### Actions to take
[a] Transcribe the portion of the thread on void-pointer casts starting with "C++ style casts" and going on through "a type cast.".
[b] For each statement below, say yes or no as to whether the thread on void-pointer casts agrees with it, and quote the words that decide it. (i) Casting a void pointer to another pointer type is required in C++. (ii) Pre-ANSI C had a void * type with implicit conversion. (iii) The hexdump function shown will compile in C++ but not in C.

From C99 standard (§6.3.2.3) about when conversion is possible:
A pointer to void may be converted to or from a pointer to any incomplete or object type. A pointer to any incomplete or object type may be converted to a pointer to void and back again; the result shall compare equal to the original pointer.
Now let's see when can be implicit (thanks to mafso for very quick search), from C11 (n1570) §6.5.4p3:
Conversions that involve pointers, other than where permitted by the constraints of 6.5.16.1, shall be specified by means of an explicit cast.
Then §6.5.16.1:
One of the following shall hold: [...] the left operand has atomic, qualified, or unqualified pointer type, and (considering the type the left operand would have after lvalue conversion) one operand is a pointer to an object type, and the other is a pointer to a qualified or unqualified version of void, and the type pointed to by the left has all the qualifiers of the type pointed to by the right
You've got it the other way around: the cast is absolutely necessary in C++, but it is not necessary in C.
This will compile in C, but not in C++:
static void hexdump(const void* pv, int len) {
const unsigned char* p = pv;
...
}
It is not necessary in C but it helps silent compiler warnings for implicit casts in some cases.
In C++ however you need explicit casts to cast a void pointer into a pointer of a different type.
In my practice, no casting at first, though there's compiler warnings, after testing pass, casting is added to eliminate warnings.
In this case you are making a cast.
You are just saying for the compile. Hey, I'm sure that this is a type (A).
C++ style casts are checked by the compiler. C style casts aren't and can fail at runtime
It's called a cast. It means that it converts b in the (A) type.
char c = 'a'; // c is a char
int b = (int) c // you tell your compiler to interpret c as an int
I've seen a lot of the following in older C code:
type_t *x = (type_t *) malloc(...);
What's the point of casting the pointer returned from malloc() since it's void *? Is it because older C compilers didn't support void pointers and malloc() used to return char * instead?
Your own explanation is the right one. Pre-ANSI C ('K&R' C) did not have a void * type with implicit conversion. char * doubled as a pseudo void * type, but you needed the explicit conversion of a type cast.
In modern C the casting is frowned upon because it can suppress compiler warnings for a missing prototype of malloc. In C++, the casting is needed (but there you should be using new instead of malloc most of the time).

[Records excerpted from a collection]
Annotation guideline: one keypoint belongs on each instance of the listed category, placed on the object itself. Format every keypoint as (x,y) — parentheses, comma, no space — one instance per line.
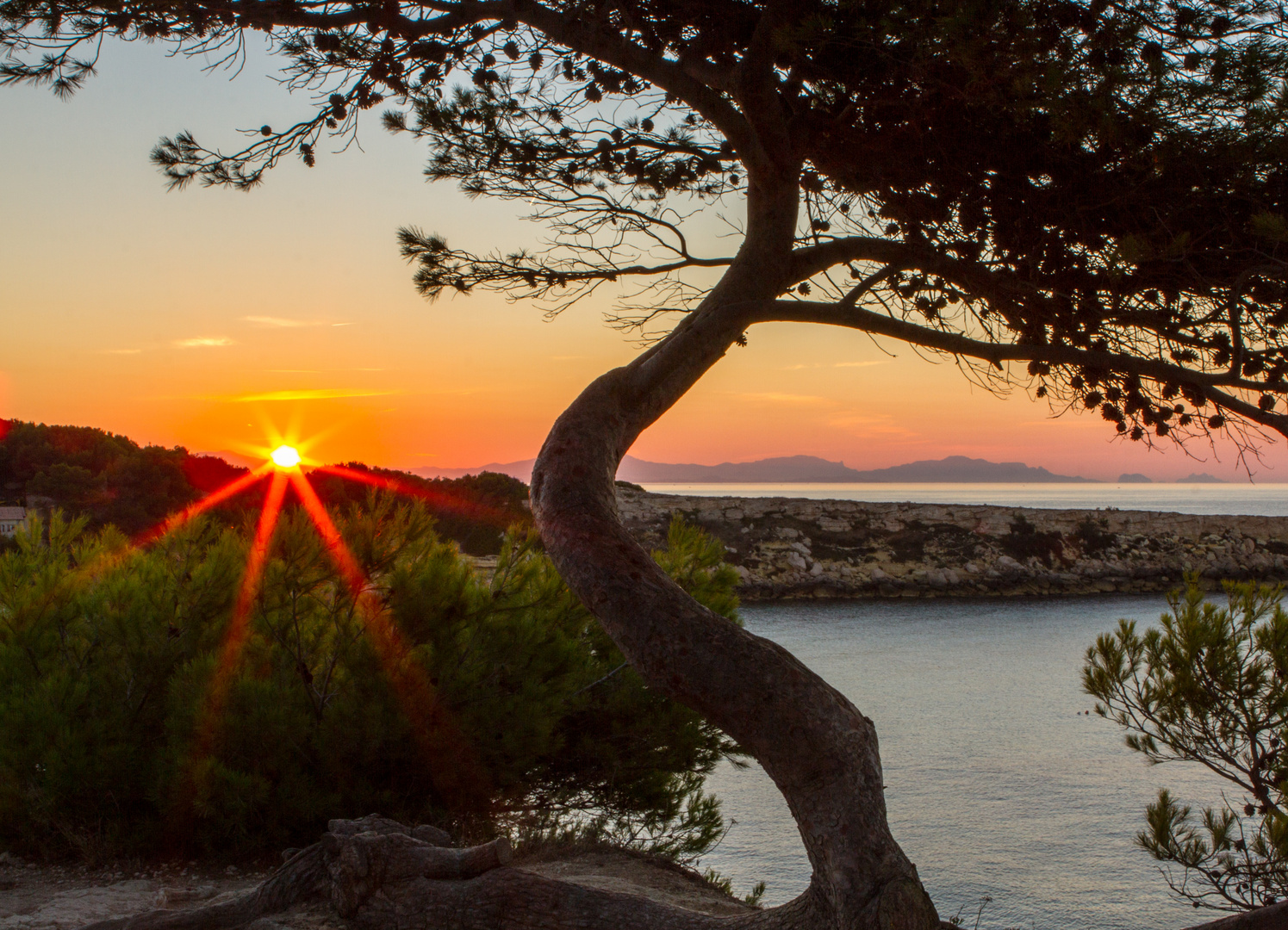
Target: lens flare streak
(210,500)
(239,626)
(452,764)
(450,760)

### Task results
[a]
C++ style casts are checked by the compiler. C style casts aren't and can fail at runtime
It's called a cast. It means that it converts b in the (A) type.
char c = 'a'; // c is a char
int b = (int) c // you tell your compiler to interpret c as an int
I've seen a lot of the following in older C code:
type_t *x = (type_t *) malloc(...);
What's the point of casting the pointer returned from malloc() since it's void *? Is it because older C compilers didn't support void pointers and malloc() used to return char * instead?
Your own explanation is the right one. Pre-ANSI C ('K&R' C) did not have a void * type with implicit conversion. char * doubled as a pseudo void * type, but you needed the explicit conversion of a type cast.

[b]
(i) Yes: "the cast is absolutely necessary in C++, but it is not necessary in C."
(ii) No: "Pre-ANSI C ('K&R' C) did not have a void * type with implicit conversion."
(iii) No: "This will compile in C, but not in C++"